● Data supplied:
╭──
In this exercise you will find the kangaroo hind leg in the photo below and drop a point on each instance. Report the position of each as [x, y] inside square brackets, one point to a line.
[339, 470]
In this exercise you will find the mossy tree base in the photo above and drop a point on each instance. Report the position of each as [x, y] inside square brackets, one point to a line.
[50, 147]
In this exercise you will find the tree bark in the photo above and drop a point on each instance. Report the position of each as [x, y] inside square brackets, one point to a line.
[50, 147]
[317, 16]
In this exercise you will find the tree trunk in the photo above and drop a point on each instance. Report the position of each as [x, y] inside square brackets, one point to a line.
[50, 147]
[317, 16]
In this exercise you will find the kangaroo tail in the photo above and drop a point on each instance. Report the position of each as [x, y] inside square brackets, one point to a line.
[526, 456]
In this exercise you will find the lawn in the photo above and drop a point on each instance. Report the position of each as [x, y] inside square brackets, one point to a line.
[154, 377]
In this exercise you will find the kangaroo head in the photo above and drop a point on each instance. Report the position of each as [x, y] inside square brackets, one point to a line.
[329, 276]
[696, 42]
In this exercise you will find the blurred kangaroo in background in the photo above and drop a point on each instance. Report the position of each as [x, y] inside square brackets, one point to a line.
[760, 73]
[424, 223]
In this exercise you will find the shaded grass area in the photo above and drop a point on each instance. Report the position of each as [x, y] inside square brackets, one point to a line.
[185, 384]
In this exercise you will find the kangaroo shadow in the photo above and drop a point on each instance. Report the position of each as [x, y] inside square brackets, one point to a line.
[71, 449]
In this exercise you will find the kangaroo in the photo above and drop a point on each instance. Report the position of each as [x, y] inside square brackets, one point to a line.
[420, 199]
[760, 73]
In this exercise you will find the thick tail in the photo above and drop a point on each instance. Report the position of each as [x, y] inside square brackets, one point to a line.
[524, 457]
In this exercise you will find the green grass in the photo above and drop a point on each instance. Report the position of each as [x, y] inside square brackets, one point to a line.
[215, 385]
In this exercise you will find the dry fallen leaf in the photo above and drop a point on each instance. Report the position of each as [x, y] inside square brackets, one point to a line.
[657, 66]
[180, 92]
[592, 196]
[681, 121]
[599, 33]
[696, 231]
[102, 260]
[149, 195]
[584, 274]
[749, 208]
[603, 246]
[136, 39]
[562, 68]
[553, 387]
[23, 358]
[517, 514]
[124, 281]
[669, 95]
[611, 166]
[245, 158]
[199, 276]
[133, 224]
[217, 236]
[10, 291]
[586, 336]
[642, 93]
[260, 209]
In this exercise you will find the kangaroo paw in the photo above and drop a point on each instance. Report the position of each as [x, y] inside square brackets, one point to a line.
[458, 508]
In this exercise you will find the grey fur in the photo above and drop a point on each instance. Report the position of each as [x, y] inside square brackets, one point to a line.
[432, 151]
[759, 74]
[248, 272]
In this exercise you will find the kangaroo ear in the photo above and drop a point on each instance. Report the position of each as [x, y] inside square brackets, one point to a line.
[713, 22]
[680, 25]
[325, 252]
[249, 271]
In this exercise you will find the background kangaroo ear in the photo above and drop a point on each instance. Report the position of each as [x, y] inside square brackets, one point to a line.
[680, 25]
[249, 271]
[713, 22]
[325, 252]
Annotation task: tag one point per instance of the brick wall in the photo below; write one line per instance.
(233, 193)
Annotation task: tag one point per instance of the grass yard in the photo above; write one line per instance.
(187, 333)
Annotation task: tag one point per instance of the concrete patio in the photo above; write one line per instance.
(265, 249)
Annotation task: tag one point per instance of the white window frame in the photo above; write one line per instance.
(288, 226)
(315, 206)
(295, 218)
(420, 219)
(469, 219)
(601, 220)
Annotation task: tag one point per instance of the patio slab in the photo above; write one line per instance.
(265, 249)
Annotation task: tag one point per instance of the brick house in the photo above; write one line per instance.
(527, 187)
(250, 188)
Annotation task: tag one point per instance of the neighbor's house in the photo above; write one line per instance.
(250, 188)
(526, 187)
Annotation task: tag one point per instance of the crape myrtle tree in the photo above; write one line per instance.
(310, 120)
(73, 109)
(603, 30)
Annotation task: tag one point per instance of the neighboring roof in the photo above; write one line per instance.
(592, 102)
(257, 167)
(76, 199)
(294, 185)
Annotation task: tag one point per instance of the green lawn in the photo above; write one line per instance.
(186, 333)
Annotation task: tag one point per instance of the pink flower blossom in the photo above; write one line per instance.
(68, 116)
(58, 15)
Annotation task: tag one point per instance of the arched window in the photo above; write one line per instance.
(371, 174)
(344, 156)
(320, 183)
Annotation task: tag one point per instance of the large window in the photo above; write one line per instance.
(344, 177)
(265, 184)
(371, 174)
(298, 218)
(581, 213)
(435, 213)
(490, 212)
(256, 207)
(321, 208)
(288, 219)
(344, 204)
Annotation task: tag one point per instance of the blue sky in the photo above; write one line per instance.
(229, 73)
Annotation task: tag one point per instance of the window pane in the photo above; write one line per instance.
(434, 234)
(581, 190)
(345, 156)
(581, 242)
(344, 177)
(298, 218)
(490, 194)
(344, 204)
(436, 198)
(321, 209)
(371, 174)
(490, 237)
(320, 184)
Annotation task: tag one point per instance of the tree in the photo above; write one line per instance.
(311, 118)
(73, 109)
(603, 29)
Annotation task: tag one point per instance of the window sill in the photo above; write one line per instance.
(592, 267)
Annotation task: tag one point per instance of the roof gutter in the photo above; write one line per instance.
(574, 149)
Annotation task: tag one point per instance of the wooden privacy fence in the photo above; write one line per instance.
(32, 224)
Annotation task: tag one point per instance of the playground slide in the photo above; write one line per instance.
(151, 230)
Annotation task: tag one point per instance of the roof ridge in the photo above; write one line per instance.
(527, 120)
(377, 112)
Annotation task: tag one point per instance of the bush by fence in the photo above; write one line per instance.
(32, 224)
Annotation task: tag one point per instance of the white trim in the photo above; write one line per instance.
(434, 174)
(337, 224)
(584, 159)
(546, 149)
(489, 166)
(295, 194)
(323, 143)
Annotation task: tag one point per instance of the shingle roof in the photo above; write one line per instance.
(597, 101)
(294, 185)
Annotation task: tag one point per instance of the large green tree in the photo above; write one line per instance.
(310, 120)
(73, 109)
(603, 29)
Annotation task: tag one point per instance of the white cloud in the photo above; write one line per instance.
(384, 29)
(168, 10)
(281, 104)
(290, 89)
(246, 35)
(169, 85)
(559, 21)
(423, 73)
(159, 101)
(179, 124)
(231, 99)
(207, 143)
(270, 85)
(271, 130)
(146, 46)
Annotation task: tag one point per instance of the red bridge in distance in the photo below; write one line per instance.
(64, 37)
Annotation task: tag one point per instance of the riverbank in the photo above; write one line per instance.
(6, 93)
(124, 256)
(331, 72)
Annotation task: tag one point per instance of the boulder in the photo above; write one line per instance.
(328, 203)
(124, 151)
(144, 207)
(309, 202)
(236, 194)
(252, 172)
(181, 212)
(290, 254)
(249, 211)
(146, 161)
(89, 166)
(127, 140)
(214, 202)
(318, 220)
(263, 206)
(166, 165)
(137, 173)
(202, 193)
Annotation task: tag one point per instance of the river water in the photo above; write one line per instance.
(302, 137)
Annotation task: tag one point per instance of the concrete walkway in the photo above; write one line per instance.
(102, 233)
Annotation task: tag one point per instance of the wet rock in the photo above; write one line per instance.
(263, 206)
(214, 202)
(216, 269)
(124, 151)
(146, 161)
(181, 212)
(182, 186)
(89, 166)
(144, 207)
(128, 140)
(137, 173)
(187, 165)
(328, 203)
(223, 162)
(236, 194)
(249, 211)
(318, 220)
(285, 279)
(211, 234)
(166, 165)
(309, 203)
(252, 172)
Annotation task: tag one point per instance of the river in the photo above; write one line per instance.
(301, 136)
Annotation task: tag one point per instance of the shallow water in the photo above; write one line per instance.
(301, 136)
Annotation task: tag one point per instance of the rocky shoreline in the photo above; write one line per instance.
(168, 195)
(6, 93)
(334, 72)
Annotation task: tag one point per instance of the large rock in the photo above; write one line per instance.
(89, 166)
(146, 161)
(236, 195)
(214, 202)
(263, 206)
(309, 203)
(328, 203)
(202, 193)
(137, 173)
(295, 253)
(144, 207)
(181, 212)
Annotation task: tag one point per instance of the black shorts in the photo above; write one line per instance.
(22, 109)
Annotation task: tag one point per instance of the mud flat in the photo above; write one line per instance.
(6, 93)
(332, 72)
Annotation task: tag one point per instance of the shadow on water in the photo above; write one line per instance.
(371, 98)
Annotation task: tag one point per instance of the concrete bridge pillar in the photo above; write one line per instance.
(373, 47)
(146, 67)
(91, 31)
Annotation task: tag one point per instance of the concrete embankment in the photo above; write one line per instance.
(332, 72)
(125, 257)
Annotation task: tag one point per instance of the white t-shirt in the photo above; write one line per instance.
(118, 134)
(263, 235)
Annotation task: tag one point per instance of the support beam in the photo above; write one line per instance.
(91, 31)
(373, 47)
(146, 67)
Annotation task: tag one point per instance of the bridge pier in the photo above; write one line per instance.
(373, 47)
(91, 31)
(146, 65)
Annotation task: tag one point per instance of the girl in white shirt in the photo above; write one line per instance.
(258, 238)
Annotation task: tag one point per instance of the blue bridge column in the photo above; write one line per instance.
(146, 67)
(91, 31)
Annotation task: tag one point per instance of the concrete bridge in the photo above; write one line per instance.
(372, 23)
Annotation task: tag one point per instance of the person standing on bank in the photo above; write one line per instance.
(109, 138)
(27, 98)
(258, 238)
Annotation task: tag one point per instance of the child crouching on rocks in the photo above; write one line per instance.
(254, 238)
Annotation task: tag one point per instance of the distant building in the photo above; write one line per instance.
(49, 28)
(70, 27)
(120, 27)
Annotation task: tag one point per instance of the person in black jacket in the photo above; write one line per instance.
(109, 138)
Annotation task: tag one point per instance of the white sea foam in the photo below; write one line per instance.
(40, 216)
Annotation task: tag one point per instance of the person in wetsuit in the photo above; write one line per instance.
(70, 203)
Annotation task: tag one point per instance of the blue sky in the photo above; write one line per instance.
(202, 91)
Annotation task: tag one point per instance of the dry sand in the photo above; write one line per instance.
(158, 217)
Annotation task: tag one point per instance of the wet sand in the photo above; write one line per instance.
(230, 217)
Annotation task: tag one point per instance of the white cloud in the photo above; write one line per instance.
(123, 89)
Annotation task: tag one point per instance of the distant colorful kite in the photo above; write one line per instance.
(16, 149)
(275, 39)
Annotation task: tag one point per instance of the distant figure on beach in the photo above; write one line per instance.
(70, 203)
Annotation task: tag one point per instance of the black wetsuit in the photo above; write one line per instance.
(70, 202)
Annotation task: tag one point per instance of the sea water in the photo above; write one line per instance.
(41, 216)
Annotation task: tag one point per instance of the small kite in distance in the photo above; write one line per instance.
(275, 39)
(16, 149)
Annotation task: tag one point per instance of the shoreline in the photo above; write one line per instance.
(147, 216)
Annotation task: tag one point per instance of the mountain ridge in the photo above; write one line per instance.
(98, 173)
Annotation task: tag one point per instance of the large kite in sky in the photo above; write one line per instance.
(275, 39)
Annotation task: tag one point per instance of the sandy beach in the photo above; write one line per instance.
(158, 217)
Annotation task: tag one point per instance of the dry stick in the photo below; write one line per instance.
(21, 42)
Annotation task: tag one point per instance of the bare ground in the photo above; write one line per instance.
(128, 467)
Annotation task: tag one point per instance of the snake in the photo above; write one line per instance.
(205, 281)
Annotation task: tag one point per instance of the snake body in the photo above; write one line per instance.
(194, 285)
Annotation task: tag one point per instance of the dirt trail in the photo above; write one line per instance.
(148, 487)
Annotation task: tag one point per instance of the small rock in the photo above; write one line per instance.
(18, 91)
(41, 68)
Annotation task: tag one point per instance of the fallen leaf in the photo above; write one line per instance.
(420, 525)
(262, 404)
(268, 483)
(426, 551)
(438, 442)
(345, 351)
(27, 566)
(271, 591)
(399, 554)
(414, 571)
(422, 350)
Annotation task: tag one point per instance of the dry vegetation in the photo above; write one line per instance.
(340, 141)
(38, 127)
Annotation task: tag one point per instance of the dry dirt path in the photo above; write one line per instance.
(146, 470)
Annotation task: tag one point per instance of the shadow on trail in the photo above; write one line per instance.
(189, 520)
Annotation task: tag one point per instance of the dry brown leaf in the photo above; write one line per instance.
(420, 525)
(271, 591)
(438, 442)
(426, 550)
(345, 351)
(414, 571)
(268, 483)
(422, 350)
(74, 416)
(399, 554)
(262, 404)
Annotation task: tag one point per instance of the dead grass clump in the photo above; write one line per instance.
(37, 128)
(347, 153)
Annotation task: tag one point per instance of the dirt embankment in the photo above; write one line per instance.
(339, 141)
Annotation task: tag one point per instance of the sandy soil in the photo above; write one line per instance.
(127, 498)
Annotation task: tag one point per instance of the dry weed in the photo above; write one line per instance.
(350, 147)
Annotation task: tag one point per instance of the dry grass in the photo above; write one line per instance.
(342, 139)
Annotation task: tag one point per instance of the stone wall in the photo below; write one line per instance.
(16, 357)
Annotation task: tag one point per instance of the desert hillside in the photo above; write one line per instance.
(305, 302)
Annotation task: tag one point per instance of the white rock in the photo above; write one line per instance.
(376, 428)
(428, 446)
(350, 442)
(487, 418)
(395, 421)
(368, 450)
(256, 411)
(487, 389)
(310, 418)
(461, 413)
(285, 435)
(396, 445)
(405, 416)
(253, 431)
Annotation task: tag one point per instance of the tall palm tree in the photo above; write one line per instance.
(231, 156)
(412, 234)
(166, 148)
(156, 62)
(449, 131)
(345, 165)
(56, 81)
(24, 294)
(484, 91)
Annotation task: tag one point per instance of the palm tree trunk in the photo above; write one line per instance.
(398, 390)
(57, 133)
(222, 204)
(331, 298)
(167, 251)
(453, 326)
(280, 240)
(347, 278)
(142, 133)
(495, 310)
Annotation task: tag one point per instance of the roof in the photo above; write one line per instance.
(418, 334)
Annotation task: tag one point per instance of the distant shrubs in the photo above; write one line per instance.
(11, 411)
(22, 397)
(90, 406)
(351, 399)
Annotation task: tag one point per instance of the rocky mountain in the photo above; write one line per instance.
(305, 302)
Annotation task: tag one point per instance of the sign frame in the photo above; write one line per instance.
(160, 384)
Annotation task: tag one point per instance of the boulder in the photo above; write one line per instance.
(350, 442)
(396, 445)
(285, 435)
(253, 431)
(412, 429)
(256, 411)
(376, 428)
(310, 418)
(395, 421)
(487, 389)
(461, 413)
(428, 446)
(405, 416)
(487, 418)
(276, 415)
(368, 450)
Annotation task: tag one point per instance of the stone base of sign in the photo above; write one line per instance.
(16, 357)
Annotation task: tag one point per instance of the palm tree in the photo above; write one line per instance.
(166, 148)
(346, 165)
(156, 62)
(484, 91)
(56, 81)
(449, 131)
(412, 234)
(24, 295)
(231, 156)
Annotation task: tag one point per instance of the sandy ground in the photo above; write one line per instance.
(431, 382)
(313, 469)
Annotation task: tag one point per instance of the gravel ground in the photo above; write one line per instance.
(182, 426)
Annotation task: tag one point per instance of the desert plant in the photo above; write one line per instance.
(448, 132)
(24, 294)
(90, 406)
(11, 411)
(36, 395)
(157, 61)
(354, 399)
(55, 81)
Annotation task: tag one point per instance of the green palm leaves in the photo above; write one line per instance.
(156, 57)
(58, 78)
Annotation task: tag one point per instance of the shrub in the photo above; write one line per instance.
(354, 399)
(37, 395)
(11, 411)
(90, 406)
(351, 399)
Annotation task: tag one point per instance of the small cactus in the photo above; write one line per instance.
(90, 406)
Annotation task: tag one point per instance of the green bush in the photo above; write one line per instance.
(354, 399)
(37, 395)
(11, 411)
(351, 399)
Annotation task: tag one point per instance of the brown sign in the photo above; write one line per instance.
╰──
● Directions for this task: Quote word for word the entries above, starting at the line that contains "Annotation task: tag one point per instance of the shrub" and ending at the final line of the entries.

● Solution:
Annotation task: tag one point per instance of the shrub in the photo above; write one line per instance.
(354, 399)
(37, 395)
(11, 411)
(90, 406)
(351, 399)
Annotation task: tag one point per instance of the small cactus in the photo above; write one line per instance.
(90, 406)
Annotation task: tag one point per instance of the green bush in the photo above; write one line per instance.
(354, 399)
(37, 395)
(11, 411)
(351, 399)
Annotation task: tag one point per instance of the brown sign in the photo above; write one line per instance.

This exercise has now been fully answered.